WHAT YOU HAVE TO DO: Write the next part of the account of DC Solar's dealings with investors, starting right after its final sentence.

QUOTED PASSAGE:

Carpoff said he’d pay $1 million to Guidry and $1 million more to whoever signed as “T-Mobile.”
Guidry thought of Alan Hansen, a local T-Mobile employee who had powered some San Francisco cell towers with rented Solar Eclipses during blackouts. Guidry invited Hansen to a bar, bought him a couple of beers, and put the forged lease in front of him, Hansen told me. (Neither Guidry nor his representatives responded to requests for comment.)
Hansen, a middle-aged Navy veteran frustrated by his failure to advance at T-Mobile, accepted the $1 million and signed the contract, deliberately not reading it. Carpoff then hired Hansen at a salary 60 percent higher than what he’d made at T-Mobile and gave him a do‑nothing job. Around DC Solar’s offices, Hansen carried himself with an air of dignity and spoke of once wanting to be a minister.
The following year, at the NASCAR season opener known as Speedweeks, Carpoff befriended Frank Kelleher, the managing director of International Speedway Corporation (ISC), which ran the Daytona International Speedway and other major NASCAR tracks.
Within months, ISC signed contracts to lease 1,500 generators for 10 years, at a cost of $150 million, according to court filings. But the contracts—marked “NON-CANCELLABLE” and “UNCONDITIONAL”—had an undisclosed addendum that gave DC Solar and ISC multiple outs. (NASCAR, which acquired ISC in 2019, did not respond to requests for comment.) Over about two years, ISC would pay DC Solar $8.5 million for its leases—and get $15 million in “sponsorship payments” from DC Solar. In an internal email from 2017, ISC’s CFO called it “a mutually beneficial relationship.”
The “T-Mobile” and ISC leases came together as DC Solar courted a whale. The insurance company Geico was owned by Berkshire Hathaway. Warren Buffett’s conglomerate was a seasoned user of tax credits and the fourth-largest company on the Fortune 500.
Buffett was bullish on solar. “If somebody walks in with a solar project tomorrow and it takes a billion dollars or it takes $3 billion, we’re ready to do it,” he would later say, at a 2017 shareholders’ meeting. “And the more the better.”
But DC Solar spooked Geico two weeks before the deal was to close, by asking for faster payments—supposedly to fix some supply-chain snag. Geico’s CFO, Mike Campbell, found the last-minute upsell “very troubling.” “It makes me wonder about their financial backing … and whether they can handle the volume of deals they are trying to put together,” Campbell wrote to a subordinate. “If there’s a way out of the deal, take it.”

LISTING:
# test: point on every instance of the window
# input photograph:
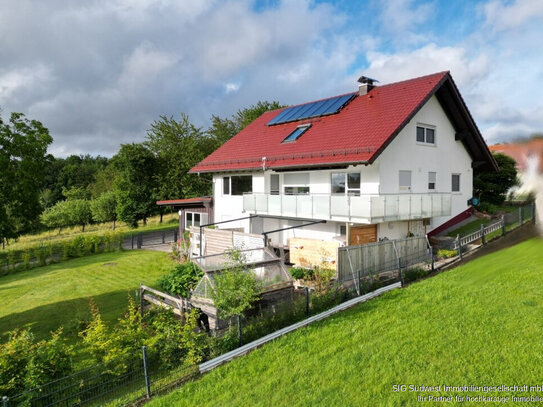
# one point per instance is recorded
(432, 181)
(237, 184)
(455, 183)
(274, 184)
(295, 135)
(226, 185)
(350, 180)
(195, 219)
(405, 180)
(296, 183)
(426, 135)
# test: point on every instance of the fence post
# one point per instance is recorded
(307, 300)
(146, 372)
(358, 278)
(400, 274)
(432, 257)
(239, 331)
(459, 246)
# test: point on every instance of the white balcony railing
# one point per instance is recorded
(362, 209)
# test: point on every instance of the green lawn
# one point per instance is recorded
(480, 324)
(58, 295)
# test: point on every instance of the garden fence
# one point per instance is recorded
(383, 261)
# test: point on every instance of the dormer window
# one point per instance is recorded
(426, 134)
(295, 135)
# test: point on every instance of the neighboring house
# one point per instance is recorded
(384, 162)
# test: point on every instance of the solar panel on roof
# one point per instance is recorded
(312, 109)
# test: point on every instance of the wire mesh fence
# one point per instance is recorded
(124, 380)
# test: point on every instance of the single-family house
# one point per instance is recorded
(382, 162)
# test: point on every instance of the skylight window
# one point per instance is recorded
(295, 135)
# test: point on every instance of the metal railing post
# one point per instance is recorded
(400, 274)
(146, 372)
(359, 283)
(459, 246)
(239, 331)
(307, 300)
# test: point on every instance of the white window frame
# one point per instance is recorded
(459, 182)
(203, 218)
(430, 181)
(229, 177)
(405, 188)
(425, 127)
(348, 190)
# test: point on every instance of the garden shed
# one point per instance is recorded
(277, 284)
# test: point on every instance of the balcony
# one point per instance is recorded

TASK RESPONSE:
DC Solar raced to pacify Campbell. The deal was salvaged. In four transactions over three years, Geico would buy 7,980 generators for nearly $1.2 billion, saving the company some $377 million in taxes. (A lawyer for Geico declined to say whether Buffett had played any role in the deal. A Berkshire spokesperson didn’t respond to messages.)
Flush with Geico’s money, DC Solar moved its headquarters, in the summer of 2016, from a back road in Concord to a modern hilltop facility 10 miles north, in Benicia, overlooking the rush of commuters on I-680.
Inspired by the shop floors at Chip Ganassi Racing, a prestigious racing organization whose NASCAR drivers DC Solar sponsored, Carpoff bought a Zamboni to keep his factory floor gleaming.
“When … the bankers come in,” Carpoff explained to a visitor, in a conversation captured by Steve Beal, DC Solar’s videographer, “they see this, and it’s automatically a great first impression.”
Impressions mattered more than ever, because within months of the move, DC Solar had all but stopped manufacturing Solar Eclipses—even as it sold record numbers of the devices. If you could fool smart businesspeople with fake leases, how much harder could it be to sell them fake generators? The very thing that had wowed early investors—the generators’ portability—made their absence from any particular location easy to explain away. “Here one day, there the next” had basically been the sales pitch.
To prove that the generators were somewhere, DC Solar had begun sending buyers “commissioning reports,” with a DMV-registered vehicle identification number and 20-point physical inspection for each unit. The “independent engineer” who produced these reports was not independent and not an engineer. Joseph Bayliss was a classmate of Carpoff’s from high-school auto shop, another “mope”—as an associate called him—with an inflated job title. “Never says no,” Carpoff said of Bayliss, in a tribute at a holiday party.
Carpoff employed a different tactic with buyers who insisted on counting their generators in person at DC Solar’s warehouses. He and his workers used putty knives, acetone, and mineral spirits to remove VIN stickers from generators belonging to earlier buyers, then applied, to those same units, the VINs of whatever buyer happened to be visiting. To dupe buyers who wanted real-time data on their units’ whereabouts, workers buried GPS transponders in out-of-the-way locations, minus the generators they were billed as being attached to.
Inspectors willing to drive hours to see their Solar Eclipses in the field were the hardest to misdirect. Carpoff had employees work overnight, delivering generators in the nick of time, to make it look like they’d been there all along.
Of the more than 17,000 generators sold from 2011 to 2018, only about 6,000 would be found to exist.
By 2016, the IRS had begun to catch on. The agency had examined DC Solar’s first two deals: the one with Sherwin-Williams, and another with a specially formed company called Aaron Burr LLC, an apparent allusion to the man who killed Alexander Hamilton, the first Treasury secretary, in a duel.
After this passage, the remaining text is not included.